● STATED PROBLEM 1
According to the summary of SB 428, which code section does the bill amend?
● STATED PROBLEM 2
Continue the summary of SB 428 from the point where it stops.

Shortens the legal anchor to ‘Sacramento or within two miles of the State Capitol,’ enabling placement across the river (e.g., West Sacramento) and authorizing related fund spending.

The Brief

SB 428 amends Government Code section 8544.4 to allow the permanent office of the California State Auditor to be located in Sacramento or anywhere within a two-mile radius of the State Capitol Building, rather than strictly “in Sacramento.” That textual change creates an explicit legal basis for siting the permanent office outside the City of Sacramento — most noticeably in the City of West Sacramento — while keeping the statute’s existing office standards.

The bill also authorizes the expenditure of moneys in the State Audit Fund for additional purposes tied to the State Auditor’s office, which the Legislature’s digest recognizes as creating an appropriation. The practical effect: the Auditor gains both location flexibility and a newly explicit funding pathway to cover related facility and operational expenses, with corresponding policy and budgetary implications for facility management, procurement, and oversight.

● EXTRACTED DATA
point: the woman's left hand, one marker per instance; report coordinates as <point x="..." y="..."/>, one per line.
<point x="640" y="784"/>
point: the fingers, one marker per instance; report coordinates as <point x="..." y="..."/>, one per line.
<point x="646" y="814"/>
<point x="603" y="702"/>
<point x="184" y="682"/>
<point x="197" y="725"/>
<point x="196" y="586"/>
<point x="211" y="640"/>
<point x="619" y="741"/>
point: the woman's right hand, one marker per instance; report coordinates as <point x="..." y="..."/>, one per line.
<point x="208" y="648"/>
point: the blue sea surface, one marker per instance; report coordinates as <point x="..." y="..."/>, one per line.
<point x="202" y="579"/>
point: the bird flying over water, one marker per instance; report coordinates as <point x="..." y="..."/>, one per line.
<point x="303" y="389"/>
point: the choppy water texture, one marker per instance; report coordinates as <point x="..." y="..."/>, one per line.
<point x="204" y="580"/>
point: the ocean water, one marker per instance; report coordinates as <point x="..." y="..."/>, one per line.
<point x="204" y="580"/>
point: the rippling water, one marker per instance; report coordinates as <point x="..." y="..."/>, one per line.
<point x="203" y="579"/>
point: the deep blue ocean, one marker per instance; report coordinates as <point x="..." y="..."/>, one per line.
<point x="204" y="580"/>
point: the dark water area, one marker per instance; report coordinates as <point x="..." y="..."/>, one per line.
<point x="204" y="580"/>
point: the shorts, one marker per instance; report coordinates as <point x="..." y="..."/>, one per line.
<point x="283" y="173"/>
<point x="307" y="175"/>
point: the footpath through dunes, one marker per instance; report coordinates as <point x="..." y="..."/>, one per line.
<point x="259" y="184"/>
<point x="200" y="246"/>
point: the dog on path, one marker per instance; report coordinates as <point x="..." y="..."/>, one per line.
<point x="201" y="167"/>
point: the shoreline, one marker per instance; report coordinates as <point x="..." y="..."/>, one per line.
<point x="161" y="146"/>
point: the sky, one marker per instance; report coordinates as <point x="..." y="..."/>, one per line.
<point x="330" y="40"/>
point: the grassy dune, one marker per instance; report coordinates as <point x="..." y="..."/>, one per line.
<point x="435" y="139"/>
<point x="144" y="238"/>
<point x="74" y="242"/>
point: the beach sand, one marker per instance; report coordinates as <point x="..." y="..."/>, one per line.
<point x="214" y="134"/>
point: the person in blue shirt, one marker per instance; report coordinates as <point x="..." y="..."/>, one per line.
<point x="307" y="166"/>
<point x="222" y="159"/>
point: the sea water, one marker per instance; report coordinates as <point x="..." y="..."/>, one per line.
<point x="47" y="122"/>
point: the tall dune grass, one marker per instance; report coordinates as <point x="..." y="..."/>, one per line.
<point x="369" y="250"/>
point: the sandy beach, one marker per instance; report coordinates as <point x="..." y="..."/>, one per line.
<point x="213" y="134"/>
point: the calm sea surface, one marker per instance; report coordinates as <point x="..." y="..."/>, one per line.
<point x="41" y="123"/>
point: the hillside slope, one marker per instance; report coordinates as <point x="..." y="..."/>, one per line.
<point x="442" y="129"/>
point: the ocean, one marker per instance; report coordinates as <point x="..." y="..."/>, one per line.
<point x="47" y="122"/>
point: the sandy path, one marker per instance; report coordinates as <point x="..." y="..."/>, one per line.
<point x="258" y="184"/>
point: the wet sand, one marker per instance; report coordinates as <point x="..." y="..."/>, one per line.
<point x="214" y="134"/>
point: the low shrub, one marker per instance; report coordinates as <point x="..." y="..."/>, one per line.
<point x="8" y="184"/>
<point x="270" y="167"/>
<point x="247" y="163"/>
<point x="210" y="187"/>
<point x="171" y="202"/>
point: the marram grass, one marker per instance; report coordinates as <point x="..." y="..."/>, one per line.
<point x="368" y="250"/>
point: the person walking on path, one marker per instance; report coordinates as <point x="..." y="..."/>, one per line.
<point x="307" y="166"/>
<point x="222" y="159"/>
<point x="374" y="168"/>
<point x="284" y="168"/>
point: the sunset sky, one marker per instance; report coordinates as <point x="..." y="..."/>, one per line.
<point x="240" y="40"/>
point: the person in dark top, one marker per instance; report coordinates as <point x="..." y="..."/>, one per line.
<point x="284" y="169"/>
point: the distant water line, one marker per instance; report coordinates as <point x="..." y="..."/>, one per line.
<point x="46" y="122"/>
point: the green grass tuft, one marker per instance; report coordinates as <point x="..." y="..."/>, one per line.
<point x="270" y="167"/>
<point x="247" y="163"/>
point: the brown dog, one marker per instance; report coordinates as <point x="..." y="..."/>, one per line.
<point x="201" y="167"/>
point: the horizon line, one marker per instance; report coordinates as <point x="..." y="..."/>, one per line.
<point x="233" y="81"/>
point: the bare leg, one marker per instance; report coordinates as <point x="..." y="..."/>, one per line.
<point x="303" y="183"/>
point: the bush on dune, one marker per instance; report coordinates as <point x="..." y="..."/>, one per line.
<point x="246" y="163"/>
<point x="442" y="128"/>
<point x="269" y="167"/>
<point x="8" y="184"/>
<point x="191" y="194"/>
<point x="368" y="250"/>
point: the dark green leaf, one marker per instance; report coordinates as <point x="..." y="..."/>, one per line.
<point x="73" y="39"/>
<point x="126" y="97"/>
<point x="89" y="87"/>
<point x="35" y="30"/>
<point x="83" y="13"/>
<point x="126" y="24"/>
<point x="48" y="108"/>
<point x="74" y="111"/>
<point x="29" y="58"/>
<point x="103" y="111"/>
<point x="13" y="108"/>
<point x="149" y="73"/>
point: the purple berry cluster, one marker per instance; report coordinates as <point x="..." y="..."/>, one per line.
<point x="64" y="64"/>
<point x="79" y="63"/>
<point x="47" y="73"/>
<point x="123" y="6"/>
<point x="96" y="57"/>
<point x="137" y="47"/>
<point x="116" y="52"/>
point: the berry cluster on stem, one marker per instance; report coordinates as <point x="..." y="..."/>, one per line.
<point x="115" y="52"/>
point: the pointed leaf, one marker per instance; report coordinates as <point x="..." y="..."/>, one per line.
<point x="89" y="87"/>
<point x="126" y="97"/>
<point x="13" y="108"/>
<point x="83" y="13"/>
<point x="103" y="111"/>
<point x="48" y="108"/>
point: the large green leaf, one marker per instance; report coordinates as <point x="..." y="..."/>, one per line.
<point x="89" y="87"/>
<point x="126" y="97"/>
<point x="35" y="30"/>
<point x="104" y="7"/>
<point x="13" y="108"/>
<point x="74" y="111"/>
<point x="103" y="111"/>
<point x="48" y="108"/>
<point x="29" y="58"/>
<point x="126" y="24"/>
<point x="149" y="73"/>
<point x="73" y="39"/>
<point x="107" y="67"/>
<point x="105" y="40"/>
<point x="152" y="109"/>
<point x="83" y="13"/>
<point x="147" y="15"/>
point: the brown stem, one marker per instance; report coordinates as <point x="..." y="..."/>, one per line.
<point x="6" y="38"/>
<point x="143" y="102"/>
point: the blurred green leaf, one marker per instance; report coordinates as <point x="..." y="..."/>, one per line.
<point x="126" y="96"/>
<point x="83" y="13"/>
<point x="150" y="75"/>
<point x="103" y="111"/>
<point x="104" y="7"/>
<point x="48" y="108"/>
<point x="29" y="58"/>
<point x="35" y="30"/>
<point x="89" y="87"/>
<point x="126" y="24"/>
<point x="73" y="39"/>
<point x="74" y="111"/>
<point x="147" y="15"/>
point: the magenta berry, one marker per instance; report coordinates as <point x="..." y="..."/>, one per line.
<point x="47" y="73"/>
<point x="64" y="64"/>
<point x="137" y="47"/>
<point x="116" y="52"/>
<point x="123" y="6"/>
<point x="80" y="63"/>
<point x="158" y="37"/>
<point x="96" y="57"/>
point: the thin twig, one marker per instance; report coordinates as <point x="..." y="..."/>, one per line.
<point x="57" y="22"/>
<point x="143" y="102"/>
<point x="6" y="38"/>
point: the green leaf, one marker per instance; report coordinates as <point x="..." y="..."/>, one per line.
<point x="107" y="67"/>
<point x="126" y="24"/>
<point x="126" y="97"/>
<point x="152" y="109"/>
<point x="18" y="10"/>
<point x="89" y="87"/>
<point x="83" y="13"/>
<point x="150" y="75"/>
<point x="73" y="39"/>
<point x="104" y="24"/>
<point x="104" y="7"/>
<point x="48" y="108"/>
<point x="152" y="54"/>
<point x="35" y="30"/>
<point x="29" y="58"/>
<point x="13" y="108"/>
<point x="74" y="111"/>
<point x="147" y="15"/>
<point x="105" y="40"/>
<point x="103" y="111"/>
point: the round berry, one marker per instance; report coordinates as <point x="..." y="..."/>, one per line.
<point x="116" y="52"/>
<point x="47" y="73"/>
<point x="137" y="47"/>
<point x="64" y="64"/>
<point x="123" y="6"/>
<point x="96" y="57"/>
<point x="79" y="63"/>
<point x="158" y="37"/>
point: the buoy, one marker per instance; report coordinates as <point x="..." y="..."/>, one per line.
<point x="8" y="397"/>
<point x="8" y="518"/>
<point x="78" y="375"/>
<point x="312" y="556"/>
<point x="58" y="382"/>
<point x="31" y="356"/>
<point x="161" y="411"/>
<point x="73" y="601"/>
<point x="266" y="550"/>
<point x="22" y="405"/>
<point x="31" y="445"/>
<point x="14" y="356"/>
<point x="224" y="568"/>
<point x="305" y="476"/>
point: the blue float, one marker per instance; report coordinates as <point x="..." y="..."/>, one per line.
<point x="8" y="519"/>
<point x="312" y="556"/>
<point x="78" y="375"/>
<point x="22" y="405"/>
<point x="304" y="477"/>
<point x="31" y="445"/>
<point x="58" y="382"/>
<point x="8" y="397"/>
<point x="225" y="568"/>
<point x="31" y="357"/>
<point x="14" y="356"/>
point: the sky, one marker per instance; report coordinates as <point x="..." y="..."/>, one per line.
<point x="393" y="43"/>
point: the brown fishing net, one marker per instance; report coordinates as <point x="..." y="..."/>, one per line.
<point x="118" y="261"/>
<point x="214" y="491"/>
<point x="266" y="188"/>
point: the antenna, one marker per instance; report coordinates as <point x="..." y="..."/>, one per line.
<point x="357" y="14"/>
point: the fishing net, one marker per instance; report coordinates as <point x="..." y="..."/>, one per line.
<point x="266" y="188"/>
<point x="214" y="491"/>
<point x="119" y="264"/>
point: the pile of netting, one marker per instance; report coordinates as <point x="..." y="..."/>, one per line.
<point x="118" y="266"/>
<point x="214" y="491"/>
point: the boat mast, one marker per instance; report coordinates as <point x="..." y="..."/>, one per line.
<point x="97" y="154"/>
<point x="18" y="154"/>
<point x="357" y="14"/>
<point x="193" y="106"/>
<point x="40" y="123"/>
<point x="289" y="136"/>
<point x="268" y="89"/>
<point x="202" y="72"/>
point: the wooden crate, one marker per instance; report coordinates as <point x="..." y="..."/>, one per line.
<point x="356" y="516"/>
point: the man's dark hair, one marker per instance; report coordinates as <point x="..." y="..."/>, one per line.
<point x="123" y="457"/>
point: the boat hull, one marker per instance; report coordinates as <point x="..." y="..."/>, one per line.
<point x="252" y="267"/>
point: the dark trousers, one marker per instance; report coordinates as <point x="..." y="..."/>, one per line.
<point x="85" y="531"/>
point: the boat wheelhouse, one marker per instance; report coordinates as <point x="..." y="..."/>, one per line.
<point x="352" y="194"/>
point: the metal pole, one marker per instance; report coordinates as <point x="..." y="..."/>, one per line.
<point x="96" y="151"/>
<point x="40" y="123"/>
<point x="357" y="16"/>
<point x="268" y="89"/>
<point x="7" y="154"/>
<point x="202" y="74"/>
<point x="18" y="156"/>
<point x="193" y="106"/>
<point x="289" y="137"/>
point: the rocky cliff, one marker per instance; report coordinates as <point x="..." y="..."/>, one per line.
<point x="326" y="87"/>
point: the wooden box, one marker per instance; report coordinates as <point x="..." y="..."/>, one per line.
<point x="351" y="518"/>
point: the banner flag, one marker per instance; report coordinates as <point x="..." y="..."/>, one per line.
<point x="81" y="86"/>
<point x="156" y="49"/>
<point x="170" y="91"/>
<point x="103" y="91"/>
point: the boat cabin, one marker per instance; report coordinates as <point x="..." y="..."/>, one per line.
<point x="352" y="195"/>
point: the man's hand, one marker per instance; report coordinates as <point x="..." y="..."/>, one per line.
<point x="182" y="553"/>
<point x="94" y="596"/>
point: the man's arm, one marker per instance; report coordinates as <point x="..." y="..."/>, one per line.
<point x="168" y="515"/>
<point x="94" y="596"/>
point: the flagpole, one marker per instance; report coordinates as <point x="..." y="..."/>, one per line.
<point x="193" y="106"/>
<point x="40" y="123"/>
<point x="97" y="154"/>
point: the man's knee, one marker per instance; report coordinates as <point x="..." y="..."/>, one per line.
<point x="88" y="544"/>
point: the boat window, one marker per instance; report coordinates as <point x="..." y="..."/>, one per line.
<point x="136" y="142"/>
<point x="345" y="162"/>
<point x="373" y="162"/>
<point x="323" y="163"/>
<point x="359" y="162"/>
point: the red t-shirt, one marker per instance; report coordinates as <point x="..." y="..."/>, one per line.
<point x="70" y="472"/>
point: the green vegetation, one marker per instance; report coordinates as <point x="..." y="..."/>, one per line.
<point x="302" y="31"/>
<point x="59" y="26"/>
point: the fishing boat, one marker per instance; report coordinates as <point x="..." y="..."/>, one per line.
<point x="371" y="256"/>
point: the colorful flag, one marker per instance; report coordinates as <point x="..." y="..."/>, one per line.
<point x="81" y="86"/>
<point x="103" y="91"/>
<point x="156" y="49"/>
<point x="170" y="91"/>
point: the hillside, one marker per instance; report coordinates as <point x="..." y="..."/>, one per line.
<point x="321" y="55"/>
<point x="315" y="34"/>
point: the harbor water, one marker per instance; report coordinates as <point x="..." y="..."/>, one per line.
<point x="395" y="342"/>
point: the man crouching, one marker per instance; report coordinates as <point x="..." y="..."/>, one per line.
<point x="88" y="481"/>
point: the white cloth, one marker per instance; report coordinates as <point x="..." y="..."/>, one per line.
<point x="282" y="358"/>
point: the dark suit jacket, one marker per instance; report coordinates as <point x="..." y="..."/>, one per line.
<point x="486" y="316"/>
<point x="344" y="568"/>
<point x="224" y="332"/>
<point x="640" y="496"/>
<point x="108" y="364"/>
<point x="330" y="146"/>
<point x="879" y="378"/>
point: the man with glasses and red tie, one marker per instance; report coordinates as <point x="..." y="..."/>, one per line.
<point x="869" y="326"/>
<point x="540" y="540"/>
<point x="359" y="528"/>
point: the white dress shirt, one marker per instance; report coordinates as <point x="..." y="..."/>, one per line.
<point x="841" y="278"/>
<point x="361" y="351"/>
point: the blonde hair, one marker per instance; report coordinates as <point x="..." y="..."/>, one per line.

● EXERCISE OUTPUT 1
Government Code section 8544.4.

● EXERCISE OUTPUT 2
At a Glance

What It Does

Amends Government Code §8544.4 so the State Auditor’s permanent office may be in Sacramento or within a two-mile radius of the State Capitol Building. Separately, the bill authorizes additional uses of the State Audit Fund, creating an appropriation for related expenses.

Who It Affects

Directly affects the California State Auditor’s office (facilities, leases, operations), state facilities/procurement managers, and the State Treasury administration of the State Audit Fund. Local governments and commercial landlords in the Sacramento–West Sacramento area also gain a new tenant market.

Why It Matters

The change removes a statutory restriction that effectively tied the office to the City of Sacramento and creates a funding mechanism to pay for office-related costs without a separate annual appropriation. That combination alters where the Auditor can locate, how moves are funded, and who will manage the practical and fiscal consequences.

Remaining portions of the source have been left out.